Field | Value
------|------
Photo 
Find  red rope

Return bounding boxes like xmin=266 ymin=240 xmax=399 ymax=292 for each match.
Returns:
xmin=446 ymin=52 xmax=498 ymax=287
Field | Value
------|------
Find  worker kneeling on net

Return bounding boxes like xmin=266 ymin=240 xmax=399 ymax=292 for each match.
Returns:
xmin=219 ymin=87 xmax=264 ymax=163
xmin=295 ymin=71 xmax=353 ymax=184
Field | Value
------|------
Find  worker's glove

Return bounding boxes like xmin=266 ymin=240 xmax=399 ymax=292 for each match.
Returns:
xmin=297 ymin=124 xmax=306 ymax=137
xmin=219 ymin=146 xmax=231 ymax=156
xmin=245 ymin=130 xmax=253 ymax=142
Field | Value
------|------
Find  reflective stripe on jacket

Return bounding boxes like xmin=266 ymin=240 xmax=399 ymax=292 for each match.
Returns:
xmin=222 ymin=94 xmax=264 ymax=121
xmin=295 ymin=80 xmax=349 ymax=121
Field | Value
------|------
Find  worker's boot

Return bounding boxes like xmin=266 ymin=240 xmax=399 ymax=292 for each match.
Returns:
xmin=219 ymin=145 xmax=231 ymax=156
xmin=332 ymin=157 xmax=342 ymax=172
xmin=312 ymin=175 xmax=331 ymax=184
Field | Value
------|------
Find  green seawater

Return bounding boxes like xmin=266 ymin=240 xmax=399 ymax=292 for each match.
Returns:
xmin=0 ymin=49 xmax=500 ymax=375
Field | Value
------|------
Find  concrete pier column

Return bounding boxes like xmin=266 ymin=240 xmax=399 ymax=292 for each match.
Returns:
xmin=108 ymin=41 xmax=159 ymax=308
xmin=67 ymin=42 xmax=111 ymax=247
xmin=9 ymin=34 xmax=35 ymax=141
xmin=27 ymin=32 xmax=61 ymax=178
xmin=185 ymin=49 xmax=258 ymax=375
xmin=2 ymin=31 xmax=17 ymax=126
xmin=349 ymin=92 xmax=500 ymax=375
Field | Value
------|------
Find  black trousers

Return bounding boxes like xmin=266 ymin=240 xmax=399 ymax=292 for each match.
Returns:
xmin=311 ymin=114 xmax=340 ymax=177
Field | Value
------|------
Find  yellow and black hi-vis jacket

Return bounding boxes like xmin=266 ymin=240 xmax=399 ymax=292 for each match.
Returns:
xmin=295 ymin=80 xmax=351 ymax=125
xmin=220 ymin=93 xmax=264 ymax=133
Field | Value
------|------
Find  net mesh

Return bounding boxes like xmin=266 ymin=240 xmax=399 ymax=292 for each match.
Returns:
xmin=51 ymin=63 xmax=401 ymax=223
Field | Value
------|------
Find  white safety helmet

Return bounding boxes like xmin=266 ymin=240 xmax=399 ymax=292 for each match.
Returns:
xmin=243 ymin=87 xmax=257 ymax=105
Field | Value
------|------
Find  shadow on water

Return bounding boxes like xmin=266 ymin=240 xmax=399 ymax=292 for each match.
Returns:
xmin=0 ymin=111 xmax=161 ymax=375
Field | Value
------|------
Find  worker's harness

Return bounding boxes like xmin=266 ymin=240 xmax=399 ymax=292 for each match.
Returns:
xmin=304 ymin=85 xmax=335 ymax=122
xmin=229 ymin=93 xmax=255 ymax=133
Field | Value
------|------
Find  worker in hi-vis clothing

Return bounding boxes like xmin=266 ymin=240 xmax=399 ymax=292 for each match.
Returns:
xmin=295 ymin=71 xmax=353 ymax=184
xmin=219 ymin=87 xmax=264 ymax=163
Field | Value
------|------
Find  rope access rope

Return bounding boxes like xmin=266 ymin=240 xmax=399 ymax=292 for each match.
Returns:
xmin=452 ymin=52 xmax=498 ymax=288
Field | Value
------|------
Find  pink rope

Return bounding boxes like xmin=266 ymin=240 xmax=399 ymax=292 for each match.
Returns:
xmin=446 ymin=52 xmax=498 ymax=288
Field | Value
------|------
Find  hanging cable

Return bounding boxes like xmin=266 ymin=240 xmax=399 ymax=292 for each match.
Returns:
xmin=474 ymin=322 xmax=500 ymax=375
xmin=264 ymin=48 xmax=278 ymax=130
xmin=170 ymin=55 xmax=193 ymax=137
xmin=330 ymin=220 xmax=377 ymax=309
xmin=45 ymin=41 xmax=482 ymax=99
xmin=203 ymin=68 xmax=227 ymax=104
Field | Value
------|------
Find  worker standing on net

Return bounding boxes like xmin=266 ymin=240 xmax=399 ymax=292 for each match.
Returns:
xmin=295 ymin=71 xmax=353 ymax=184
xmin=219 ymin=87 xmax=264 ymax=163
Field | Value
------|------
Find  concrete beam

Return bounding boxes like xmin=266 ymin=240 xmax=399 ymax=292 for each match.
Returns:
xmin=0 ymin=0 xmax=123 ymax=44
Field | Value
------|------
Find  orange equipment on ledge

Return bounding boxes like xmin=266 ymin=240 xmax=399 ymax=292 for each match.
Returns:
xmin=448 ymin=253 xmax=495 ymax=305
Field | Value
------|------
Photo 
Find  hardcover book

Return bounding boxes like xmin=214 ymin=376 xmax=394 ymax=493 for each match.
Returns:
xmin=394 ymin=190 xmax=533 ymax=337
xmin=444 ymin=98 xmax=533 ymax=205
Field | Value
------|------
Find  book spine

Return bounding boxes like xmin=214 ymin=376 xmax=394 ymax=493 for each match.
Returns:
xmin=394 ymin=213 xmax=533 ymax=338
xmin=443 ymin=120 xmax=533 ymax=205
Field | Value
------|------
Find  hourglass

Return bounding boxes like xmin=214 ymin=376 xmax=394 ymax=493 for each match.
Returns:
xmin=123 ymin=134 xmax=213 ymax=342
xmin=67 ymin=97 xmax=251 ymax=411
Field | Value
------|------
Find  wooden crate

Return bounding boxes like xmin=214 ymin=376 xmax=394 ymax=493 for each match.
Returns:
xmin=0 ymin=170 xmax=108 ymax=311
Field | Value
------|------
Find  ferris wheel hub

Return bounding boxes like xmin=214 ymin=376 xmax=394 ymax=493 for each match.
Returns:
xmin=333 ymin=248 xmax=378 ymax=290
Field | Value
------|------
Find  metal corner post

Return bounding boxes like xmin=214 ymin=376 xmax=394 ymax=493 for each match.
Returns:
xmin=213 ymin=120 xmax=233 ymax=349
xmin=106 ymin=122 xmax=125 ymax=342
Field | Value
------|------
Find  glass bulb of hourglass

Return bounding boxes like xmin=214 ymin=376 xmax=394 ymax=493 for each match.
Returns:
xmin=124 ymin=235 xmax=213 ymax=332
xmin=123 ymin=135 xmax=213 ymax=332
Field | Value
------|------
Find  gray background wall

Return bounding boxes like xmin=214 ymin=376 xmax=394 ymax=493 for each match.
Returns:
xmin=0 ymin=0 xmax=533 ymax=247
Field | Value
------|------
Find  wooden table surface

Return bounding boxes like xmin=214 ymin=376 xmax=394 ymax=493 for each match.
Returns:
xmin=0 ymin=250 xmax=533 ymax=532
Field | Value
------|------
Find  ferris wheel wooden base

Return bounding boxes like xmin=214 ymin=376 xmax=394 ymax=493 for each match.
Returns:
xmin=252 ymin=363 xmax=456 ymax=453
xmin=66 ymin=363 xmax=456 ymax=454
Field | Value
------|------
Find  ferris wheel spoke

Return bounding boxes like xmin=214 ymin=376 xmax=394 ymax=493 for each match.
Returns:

-------------------------

=== What you need to do ===
Format every line of the data above as a numbered list, leaving out the blank lines.

=== Worked answer ===
1. Field | Value
2. ------|------
3. Photo 
4. Find  red rope
5. Return bounding boxes like xmin=266 ymin=240 xmax=399 ymax=292 for each match.
6. Returns:
7. xmin=446 ymin=52 xmax=498 ymax=287
8. Field | Value
9. ------|------
10. Find  worker kneeling on net
11. Return bounding boxes like xmin=266 ymin=240 xmax=399 ymax=292 for each match.
12. Returns:
13. xmin=219 ymin=87 xmax=264 ymax=163
14. xmin=295 ymin=71 xmax=353 ymax=184
15. Field | Value
16. ------|------
17. Find  worker's glove
18. Return bounding boxes like xmin=266 ymin=240 xmax=399 ymax=292 for each match.
19. Returns:
20. xmin=297 ymin=124 xmax=306 ymax=137
21. xmin=219 ymin=146 xmax=231 ymax=156
22. xmin=245 ymin=130 xmax=253 ymax=142
23. Field | Value
24. ------|------
25. Find  reflective stripe on jacket
26. Return bounding boxes like xmin=266 ymin=240 xmax=399 ymax=292 for each match.
27. Returns:
28. xmin=222 ymin=94 xmax=264 ymax=121
29. xmin=295 ymin=80 xmax=349 ymax=121
30. Field | Value
31. ------|------
32. Find  worker's boot
33. Return bounding boxes like xmin=266 ymin=240 xmax=399 ymax=292 for each match.
34. Returns:
35. xmin=219 ymin=145 xmax=231 ymax=156
36. xmin=332 ymin=157 xmax=342 ymax=172
37. xmin=312 ymin=175 xmax=331 ymax=184
38. Field | Value
39. ------|------
40. Find  green seawater
41. Return bounding boxes like xmin=266 ymin=240 xmax=399 ymax=292 for each match.
42. Returns:
43. xmin=0 ymin=49 xmax=500 ymax=375
44. Field | Value
45. ------|------
46. Find  concrete pier column
47. Return bounding boxes like xmin=266 ymin=240 xmax=399 ymax=292 for each match.
48. Returns:
49. xmin=108 ymin=41 xmax=159 ymax=308
50. xmin=67 ymin=42 xmax=111 ymax=247
51. xmin=9 ymin=34 xmax=35 ymax=141
52. xmin=27 ymin=32 xmax=61 ymax=178
53. xmin=185 ymin=49 xmax=258 ymax=375
54. xmin=2 ymin=31 xmax=17 ymax=126
55. xmin=349 ymin=92 xmax=500 ymax=375
56. Field | Value
57. ------|------
58. Find  black trousers
59. Return bounding boxes like xmin=266 ymin=240 xmax=399 ymax=292 for each match.
60. Returns:
61. xmin=311 ymin=114 xmax=340 ymax=177
62. Field | Value
63. ------|------
64. Find  yellow and black hi-vis jacket
65. Return bounding boxes like xmin=266 ymin=240 xmax=399 ymax=292 for each match.
66. Returns:
67. xmin=295 ymin=80 xmax=351 ymax=125
68. xmin=220 ymin=93 xmax=264 ymax=133
69. Field | Value
70. ------|------
71. Find  net mesh
72. Return bounding boxes like xmin=266 ymin=240 xmax=399 ymax=292 for each match.
73. Returns:
74. xmin=51 ymin=63 xmax=401 ymax=223
75. Field | Value
76. ------|------
77. Find  white safety helmet
78. Return bounding boxes like xmin=266 ymin=240 xmax=399 ymax=292 for each match.
79. Returns:
80. xmin=243 ymin=87 xmax=257 ymax=105
81. Field | Value
82. ------|------
83. Find  shadow on water
84. Return bounding boxes like xmin=266 ymin=240 xmax=399 ymax=292 for each match.
85. Returns:
86. xmin=0 ymin=111 xmax=161 ymax=375
87. Field | Value
88. ------|------
89. Find  worker's harness
90. Return bounding boxes like xmin=266 ymin=240 xmax=399 ymax=292 for each match.
91. Returns:
92. xmin=304 ymin=85 xmax=335 ymax=122
93. xmin=229 ymin=93 xmax=255 ymax=133
94. Field | Value
95. ------|------
96. Find  worker in hi-vis clothing
97. Return bounding boxes like xmin=266 ymin=240 xmax=399 ymax=292 for each match.
98. Returns:
99. xmin=295 ymin=71 xmax=353 ymax=184
100. xmin=219 ymin=87 xmax=264 ymax=163
101. Field | Value
102. ------|------
103. Find  rope access rope
104. Return bounding boxes like xmin=266 ymin=240 xmax=399 ymax=292 for each match.
105. Returns:
106. xmin=452 ymin=52 xmax=498 ymax=288
107. Field | Value
108. ------|------
109. Find  pink rope
110. Return bounding boxes like xmin=266 ymin=240 xmax=399 ymax=292 for each match.
111. Returns:
112. xmin=446 ymin=52 xmax=498 ymax=288
113. Field | Value
114. ------|------
115. Find  hanging cable
116. Return bounding boxes like xmin=266 ymin=240 xmax=399 ymax=292 for each match.
117. Returns:
118. xmin=474 ymin=322 xmax=500 ymax=375
119. xmin=264 ymin=48 xmax=278 ymax=130
120. xmin=170 ymin=55 xmax=193 ymax=137
121. xmin=330 ymin=220 xmax=377 ymax=309
122. xmin=45 ymin=41 xmax=482 ymax=99
123. xmin=203 ymin=68 xmax=227 ymax=104
124. Field | Value
125. ------|------
126. Find  worker standing on net
127. Return bounding boxes like xmin=266 ymin=240 xmax=399 ymax=292 for each match.
128. Returns:
129. xmin=295 ymin=71 xmax=353 ymax=184
130. xmin=219 ymin=87 xmax=264 ymax=163
131. Field | Value
132. ------|------
133. Find  concrete beam
134. Return bounding boxes like xmin=266 ymin=240 xmax=399 ymax=292 for each match.
135. Returns:
136. xmin=0 ymin=0 xmax=123 ymax=44
137. Field | Value
138. ------|------
139. Find  orange equipment on ledge
140. Return bounding boxes like xmin=266 ymin=240 xmax=399 ymax=292 for each match.
141. Returns:
142. xmin=448 ymin=253 xmax=495 ymax=305
143. Field | Value
144. ------|------
145. Photo 
146. Find  hardcover book
147. Return bounding boxes like xmin=214 ymin=376 xmax=394 ymax=493 for each match.
148. Returns:
149. xmin=394 ymin=190 xmax=533 ymax=337
150. xmin=444 ymin=98 xmax=533 ymax=205
151. Field | Value
152. ------|------
153. Find  book spine
154. Return bounding boxes like xmin=214 ymin=376 xmax=394 ymax=493 for each match.
155. Returns:
156. xmin=394 ymin=213 xmax=533 ymax=338
157. xmin=443 ymin=120 xmax=533 ymax=205
158. Field | Value
159. ------|------
160. Find  hourglass
161. Return bounding boxes like xmin=214 ymin=376 xmax=394 ymax=493 for each match.
162. Returns:
163. xmin=123 ymin=134 xmax=213 ymax=342
164. xmin=67 ymin=97 xmax=251 ymax=411
165. Field | Value
166. ------|------
167. Find  wooden crate
168. Return bounding boxes like xmin=214 ymin=376 xmax=394 ymax=493 for each match.
169. Returns:
170. xmin=0 ymin=170 xmax=108 ymax=311
171. Field | Value
172. ------|------
173. Find  ferris wheel hub
174. Return bounding boxes like xmin=214 ymin=376 xmax=394 ymax=493 for each match.
175. Returns:
176. xmin=333 ymin=248 xmax=378 ymax=290
177. Field | Value
178. ------|------
179. Find  metal corner post
180. Return bounding boxes like xmin=214 ymin=376 xmax=394 ymax=493 for each match.
181. Returns:
182. xmin=213 ymin=120 xmax=233 ymax=349
183. xmin=106 ymin=122 xmax=125 ymax=342
184. Field | Value
185. ------|------
186. Find  glass bulb of hourglass
187. Return bounding boxes like xmin=214 ymin=376 xmax=394 ymax=493 for each match.
188. Returns:
189. xmin=124 ymin=235 xmax=213 ymax=332
190. xmin=123 ymin=135 xmax=213 ymax=332
191. Field | Value
192. ------|------
193. Find  gray background wall
194. Return bounding boxes like xmin=214 ymin=376 xmax=394 ymax=493 for each match.
195. Returns:
196. xmin=0 ymin=0 xmax=533 ymax=247
197. Field | Value
198. ------|------
199. Find  wooden table surface
200. Return bounding boxes like xmin=214 ymin=376 xmax=394 ymax=493 for each match.
201. Returns:
202. xmin=0 ymin=250 xmax=533 ymax=532
203. Field | Value
204. ------|------
205. Find  ferris wheel wooden base
206. Return bounding boxes like xmin=214 ymin=376 xmax=394 ymax=493 for each match.
207. Returns:
208. xmin=252 ymin=363 xmax=456 ymax=453
209. xmin=66 ymin=363 xmax=456 ymax=454
210. Field | Value
211. ------|------
212. Find  ferris wheel spoke
213. Return bounding boxes like xmin=214 ymin=376 xmax=394 ymax=493 for each match.
214. Returns:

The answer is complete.